* _INSTRUCTIONS TO FOLLOW_
In the listing below, report every line that contains the word "bird", copying each one in full.
>> BEGIN MATERIAL FOR THE TASK
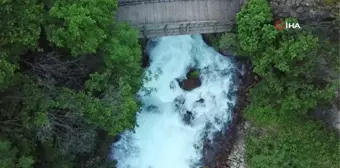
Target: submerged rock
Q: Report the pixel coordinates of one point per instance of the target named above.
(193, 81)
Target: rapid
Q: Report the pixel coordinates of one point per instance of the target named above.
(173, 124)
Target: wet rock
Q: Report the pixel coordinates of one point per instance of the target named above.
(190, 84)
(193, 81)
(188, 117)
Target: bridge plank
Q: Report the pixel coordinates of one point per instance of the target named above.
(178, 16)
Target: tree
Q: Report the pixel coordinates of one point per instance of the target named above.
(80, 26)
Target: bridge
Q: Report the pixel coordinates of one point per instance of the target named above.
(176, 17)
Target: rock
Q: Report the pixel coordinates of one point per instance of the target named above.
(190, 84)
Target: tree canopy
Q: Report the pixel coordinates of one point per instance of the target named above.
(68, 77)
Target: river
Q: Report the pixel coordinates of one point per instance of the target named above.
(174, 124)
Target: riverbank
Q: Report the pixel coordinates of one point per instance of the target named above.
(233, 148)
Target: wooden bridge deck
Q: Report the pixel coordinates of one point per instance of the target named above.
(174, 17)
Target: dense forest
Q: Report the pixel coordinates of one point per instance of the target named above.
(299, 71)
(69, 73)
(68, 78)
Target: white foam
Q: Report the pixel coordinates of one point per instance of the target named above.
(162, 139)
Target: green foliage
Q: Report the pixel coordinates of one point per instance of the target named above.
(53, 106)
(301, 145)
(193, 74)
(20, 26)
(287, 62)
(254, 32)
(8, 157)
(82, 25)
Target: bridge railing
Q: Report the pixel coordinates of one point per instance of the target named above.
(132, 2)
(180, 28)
>> END MATERIAL FOR THE TASK
>> BEGIN MATERIAL FOR THE TASK
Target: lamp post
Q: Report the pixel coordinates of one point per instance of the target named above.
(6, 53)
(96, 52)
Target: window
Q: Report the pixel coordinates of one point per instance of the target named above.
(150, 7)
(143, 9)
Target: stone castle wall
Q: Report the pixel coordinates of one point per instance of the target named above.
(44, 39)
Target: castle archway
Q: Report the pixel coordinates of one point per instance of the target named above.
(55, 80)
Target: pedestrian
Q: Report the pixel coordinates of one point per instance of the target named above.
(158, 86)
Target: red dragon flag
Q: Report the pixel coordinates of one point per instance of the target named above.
>> END MATERIAL FOR THE TASK
>> BEGIN MATERIAL FOR THE TASK
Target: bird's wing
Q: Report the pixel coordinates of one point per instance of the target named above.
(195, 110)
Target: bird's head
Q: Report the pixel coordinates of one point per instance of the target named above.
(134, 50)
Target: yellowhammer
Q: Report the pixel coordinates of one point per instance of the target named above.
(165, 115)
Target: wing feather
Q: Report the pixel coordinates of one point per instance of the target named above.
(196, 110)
>> END MATERIAL FOR THE TASK
* _WRITTEN SOLUTION_
Target: bird's wing
Target: bird's head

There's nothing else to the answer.